--- Start Provided information ---
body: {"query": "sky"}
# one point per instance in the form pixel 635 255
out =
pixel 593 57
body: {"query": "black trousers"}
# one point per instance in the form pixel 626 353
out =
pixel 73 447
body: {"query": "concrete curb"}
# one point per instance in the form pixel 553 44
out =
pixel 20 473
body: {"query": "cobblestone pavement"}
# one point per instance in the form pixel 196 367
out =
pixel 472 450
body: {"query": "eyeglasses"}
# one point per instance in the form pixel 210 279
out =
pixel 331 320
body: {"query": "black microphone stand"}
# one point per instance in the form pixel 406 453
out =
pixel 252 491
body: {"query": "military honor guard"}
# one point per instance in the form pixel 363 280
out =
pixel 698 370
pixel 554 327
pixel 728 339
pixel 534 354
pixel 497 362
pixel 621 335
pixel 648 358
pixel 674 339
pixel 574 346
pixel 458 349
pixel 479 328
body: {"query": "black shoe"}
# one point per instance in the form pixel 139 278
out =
--- End Provided information ---
## Stated goal
Please extract each of the lines above that contains the string "body".

## Exercise response
body: {"query": "sky"}
body: {"query": "black trousers"}
body: {"query": "concrete curb"}
body: {"query": "cobblestone pavement"}
body: {"query": "eyeglasses"}
body: {"query": "black microphone stand"}
body: {"query": "military honor guard"}
body: {"query": "black shoe"}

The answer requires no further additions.